■ Provided entries ■

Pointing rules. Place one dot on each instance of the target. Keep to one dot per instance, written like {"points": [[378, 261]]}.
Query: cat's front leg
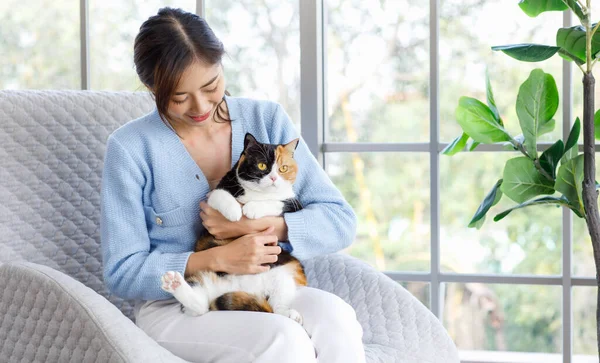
{"points": [[194, 302], [282, 291], [259, 209], [226, 204]]}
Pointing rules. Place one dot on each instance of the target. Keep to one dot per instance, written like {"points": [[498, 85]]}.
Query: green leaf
{"points": [[522, 181], [551, 157], [546, 127], [457, 145], [569, 182], [539, 201], [479, 122], [489, 201], [537, 102], [534, 8], [478, 224], [569, 154], [573, 41], [490, 98], [571, 149], [528, 52]]}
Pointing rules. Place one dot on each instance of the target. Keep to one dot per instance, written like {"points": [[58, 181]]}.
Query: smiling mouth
{"points": [[201, 117]]}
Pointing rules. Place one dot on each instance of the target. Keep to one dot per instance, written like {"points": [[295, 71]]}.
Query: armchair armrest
{"points": [[397, 327], [47, 316]]}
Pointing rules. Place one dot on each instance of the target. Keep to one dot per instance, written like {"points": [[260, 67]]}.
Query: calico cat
{"points": [[262, 182]]}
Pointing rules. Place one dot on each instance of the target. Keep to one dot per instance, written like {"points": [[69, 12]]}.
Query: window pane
{"points": [[40, 49], [583, 256], [390, 195], [527, 241], [511, 318], [262, 40], [377, 70], [113, 27], [584, 324], [420, 290], [468, 29]]}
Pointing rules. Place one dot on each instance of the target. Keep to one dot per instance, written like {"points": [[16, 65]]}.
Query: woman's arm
{"points": [[131, 271], [222, 228]]}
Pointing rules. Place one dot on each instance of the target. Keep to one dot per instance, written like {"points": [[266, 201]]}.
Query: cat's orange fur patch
{"points": [[299, 275], [240, 300], [284, 156]]}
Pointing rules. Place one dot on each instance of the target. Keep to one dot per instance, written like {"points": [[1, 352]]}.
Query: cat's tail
{"points": [[240, 300]]}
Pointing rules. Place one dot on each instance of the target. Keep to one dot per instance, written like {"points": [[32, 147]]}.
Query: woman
{"points": [[160, 167]]}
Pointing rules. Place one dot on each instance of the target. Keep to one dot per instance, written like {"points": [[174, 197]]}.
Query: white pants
{"points": [[331, 333]]}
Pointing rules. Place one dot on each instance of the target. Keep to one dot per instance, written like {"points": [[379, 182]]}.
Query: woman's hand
{"points": [[247, 254], [223, 228], [219, 226]]}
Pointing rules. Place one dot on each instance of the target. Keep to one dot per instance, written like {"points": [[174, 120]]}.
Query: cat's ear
{"points": [[291, 146], [249, 140]]}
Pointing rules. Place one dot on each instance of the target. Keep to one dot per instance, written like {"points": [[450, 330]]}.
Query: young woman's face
{"points": [[197, 95]]}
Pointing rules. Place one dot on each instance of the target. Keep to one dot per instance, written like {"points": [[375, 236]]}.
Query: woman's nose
{"points": [[201, 105]]}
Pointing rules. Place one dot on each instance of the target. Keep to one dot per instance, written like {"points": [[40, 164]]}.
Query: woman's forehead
{"points": [[196, 76]]}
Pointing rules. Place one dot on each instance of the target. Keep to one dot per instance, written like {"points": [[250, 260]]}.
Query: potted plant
{"points": [[559, 175]]}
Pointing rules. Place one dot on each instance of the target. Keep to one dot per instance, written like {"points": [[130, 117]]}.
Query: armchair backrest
{"points": [[51, 156]]}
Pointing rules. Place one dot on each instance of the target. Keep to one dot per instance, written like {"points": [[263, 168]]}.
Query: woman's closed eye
{"points": [[179, 102]]}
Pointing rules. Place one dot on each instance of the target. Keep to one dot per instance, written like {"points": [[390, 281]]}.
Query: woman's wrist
{"points": [[201, 261]]}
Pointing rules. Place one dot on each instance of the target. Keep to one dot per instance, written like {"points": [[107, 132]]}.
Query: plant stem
{"points": [[590, 196], [589, 192], [538, 166]]}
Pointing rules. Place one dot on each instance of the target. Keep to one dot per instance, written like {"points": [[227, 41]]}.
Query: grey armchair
{"points": [[54, 306]]}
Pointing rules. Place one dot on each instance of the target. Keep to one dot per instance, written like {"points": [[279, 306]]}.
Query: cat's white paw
{"points": [[292, 314], [171, 281], [256, 210], [192, 304], [226, 204]]}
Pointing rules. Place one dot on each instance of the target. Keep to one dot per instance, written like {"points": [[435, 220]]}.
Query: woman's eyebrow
{"points": [[207, 83]]}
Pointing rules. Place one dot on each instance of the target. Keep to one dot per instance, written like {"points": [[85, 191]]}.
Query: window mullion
{"points": [[84, 36], [311, 74], [434, 164]]}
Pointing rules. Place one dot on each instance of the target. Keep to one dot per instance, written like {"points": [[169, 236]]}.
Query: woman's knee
{"points": [[290, 343]]}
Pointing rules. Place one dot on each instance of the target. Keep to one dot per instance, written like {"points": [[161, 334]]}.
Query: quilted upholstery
{"points": [[51, 157], [51, 151]]}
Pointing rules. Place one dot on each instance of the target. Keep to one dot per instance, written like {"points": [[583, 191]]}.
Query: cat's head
{"points": [[267, 167]]}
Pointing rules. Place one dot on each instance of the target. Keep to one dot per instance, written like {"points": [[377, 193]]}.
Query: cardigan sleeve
{"points": [[129, 264], [327, 222]]}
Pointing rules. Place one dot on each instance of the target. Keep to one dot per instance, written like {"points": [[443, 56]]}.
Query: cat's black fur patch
{"points": [[291, 205]]}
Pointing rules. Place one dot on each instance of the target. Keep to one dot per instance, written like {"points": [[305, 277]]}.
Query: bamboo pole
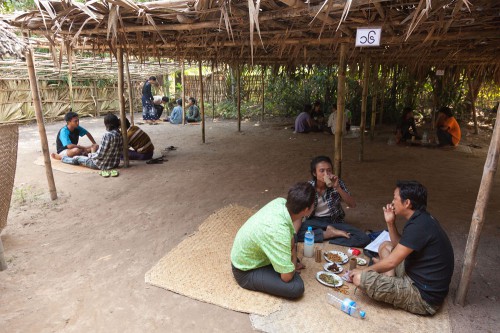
{"points": [[35, 93], [202, 103], [213, 92], [239, 96], [121, 100], [340, 110], [364, 97], [183, 94], [374, 101], [263, 93], [490, 168], [130, 93]]}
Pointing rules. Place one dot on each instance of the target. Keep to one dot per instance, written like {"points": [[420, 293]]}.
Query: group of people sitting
{"points": [[447, 128], [108, 154], [152, 108], [311, 119], [413, 271]]}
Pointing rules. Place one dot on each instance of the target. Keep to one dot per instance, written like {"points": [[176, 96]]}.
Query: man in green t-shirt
{"points": [[264, 255]]}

■ Written instruction ■
Make an exact copy of all the material, but keep the pictures out of it.

■ Problem solution ■
Pointing rules. Place one dot on each instance of the target. Keep to one dot per instance, written like {"points": [[378, 261]]}.
Query: cat's front leg
{"points": [[194, 302], [282, 291], [259, 209], [226, 204]]}
Pointing rules. Place one dot on each instance of the target. Keep to one dot per instance, written like {"points": [[498, 85]]}.
Query: green leaf
{"points": [[522, 181], [551, 157], [546, 127], [457, 145], [569, 182], [539, 201], [479, 122], [489, 201], [537, 102], [534, 8], [478, 224], [569, 154], [573, 41], [490, 98], [571, 149], [528, 52]]}
Pointing rules. Place one dot on each instance of the target. Keep to one dot per instance, written like {"points": [[58, 181]]}.
Query: smiling mouth
{"points": [[201, 117]]}
Pointing rules. Place one dot on each instance of the target. Keep to one dot per instance, written like {"points": [[295, 71]]}.
Query: armchair armrest
{"points": [[397, 327], [47, 316]]}
Pointing rules. Place one dot on each instance of the target. Keep to one dot per instance, written like {"points": [[260, 67]]}.
Query: calico cat
{"points": [[262, 182]]}
Pointing rules. Place one dot on each instance of the target. Keep to one dot per instance, written like {"points": [[69, 12]]}.
Query: window pane
{"points": [[40, 49], [583, 256], [390, 195], [527, 241], [511, 318], [262, 40], [377, 70], [113, 27], [584, 324], [420, 290], [468, 29]]}
Pointing rules. Place one dot on each instance of the target. Keep to one dot per instance, written like {"points": [[16, 65]]}.
Query: woman's arm
{"points": [[131, 271], [222, 228]]}
Pointing rules. Place one dot on each instance of the target. Keep to one dot per instance, written like {"points": [[266, 201]]}.
Query: cat's orange fur patch
{"points": [[299, 275], [240, 300], [284, 156]]}
Pointing rules. Place one dot on each instance of the target. Keep to one dot per instance, written like {"points": [[1, 352]]}.
Query: cat's tail
{"points": [[240, 300]]}
Pointing rules. Place one dot on each instance of the target. Keep to one dot per instance, written like {"points": [[32, 147]]}.
Query: woman
{"points": [[160, 167]]}
Pointing rules. Place one dot on each instance of the target. Keep to one dot per instance, written like {"points": [[174, 197]]}.
Query: white pants
{"points": [[331, 333]]}
Pointing rules. Place one dot on each instance of the target. Keep to one dot per instance, written like {"points": [[379, 182]]}.
Query: woman's hand
{"points": [[247, 254], [223, 228], [219, 226]]}
Pointing rules. Place one dot on each instance of the target. Keep to one dot per instance, written like {"points": [[174, 120]]}.
Query: cat's ear
{"points": [[291, 146], [249, 140]]}
Pointing rules. Place one dot on each instance of the target. Keep to one dot per instance, written like {"points": [[450, 330]]}.
Query: young woman's face
{"points": [[197, 95]]}
Pointing rules. Place one dot on each instance of the target. Keep to one dot per instance, written like {"points": [[375, 236]]}.
Query: woman's nose
{"points": [[201, 105]]}
Pointing rules. Place one dot on each instance of the target. Keep to one dot per instance, written like {"points": [[40, 164]]}.
Query: woman's forehead
{"points": [[196, 76]]}
Pointing rules. Place one dot on each instance of the target. Keep to one dot per instance, written like {"points": [[250, 260]]}.
Query: potted plant
{"points": [[559, 175]]}
Pointing rules. Place one dot on each instance of the target. Keep to one dot per instance, written like {"points": [[130, 117]]}.
Query: armchair backrest
{"points": [[51, 156]]}
Pointing rules. Place one dot on each instance of the target. Keep to one dot per instance, written like {"points": [[263, 168]]}.
Query: woman's closed eye
{"points": [[179, 102]]}
Pointing rules. Place one dot on each instance of the target. Keep to one dot per instance, written like {"points": [[390, 281]]}.
Query: woman's wrist
{"points": [[201, 261]]}
Pointing rules. Place one dot on each instance of the target. Keep to one dot per instance, written like {"points": [[107, 132]]}.
Query: plant stem
{"points": [[590, 196], [589, 192], [538, 166]]}
Pointing rules. Place one dot on each instance of the target. Keep to one dot per instance, written like {"points": [[227, 41]]}.
Query: grey armchair
{"points": [[54, 306]]}
Pointing rules. Place one dot on each instance of the target. Keep to one dot per instance, written like {"points": [[279, 306]]}.
Query: cat's white paw
{"points": [[292, 314], [171, 281], [256, 210], [192, 304], [226, 204]]}
Pointing rules. Place one dot on each instance of the target. Keep to one dot per instance, written like {"points": [[435, 220]]}.
Query: woman's eyebrow
{"points": [[207, 83]]}
Pointing rules. Place one dot on each instance of the target. Keep to one dot per instance, written like {"points": [[85, 191]]}.
Query: window mullion
{"points": [[84, 36], [311, 74], [434, 164]]}
Pointing rules. Place one dot on each instance of the target. Keep to one dot per instance, written like {"points": [[169, 236]]}.
Query: woman's knee
{"points": [[290, 343]]}
Pointing rules. Place one dot on each instance of the target. Keep to one dot per instance, written like {"points": [[161, 334]]}.
Query: quilted upholstery
{"points": [[51, 157], [51, 151]]}
Pointing rules. Place one dot on each instance of the target. Keep to one dot per instance, written like {"points": [[583, 191]]}.
Query: cat's head
{"points": [[267, 167]]}
Pointing rules. Place one dot on each instance of the target. Keep to one dot per instance, written like {"points": [[377, 193]]}.
Query: cardigan sleeve
{"points": [[129, 264], [327, 222]]}
Pointing rules. Place one dot on each instance of the target. Keep to one dot per instance, written like {"points": [[443, 56]]}.
Query: cat's black fur patch
{"points": [[291, 205]]}
Pointing rules. Place one dot on each instance of the target. Keep to one dot per instance, written like {"points": [[305, 277]]}.
Query: bamboo pole
{"points": [[35, 93], [202, 103], [213, 92], [239, 96], [121, 100], [340, 110], [364, 97], [183, 94], [374, 101], [263, 93], [490, 168], [130, 93]]}
Pointing rules. Place one dot on each instance of the target. Keep to one dot per instance, written like {"points": [[420, 293]]}.
Query: group of people sitting
{"points": [[447, 128], [108, 154], [152, 108], [311, 119], [413, 271]]}
Pointing rules. Place one dot on each instance of the target. Keep to one dot per instance, written like {"points": [[176, 96]]}.
Query: man in green t-shirt
{"points": [[264, 255]]}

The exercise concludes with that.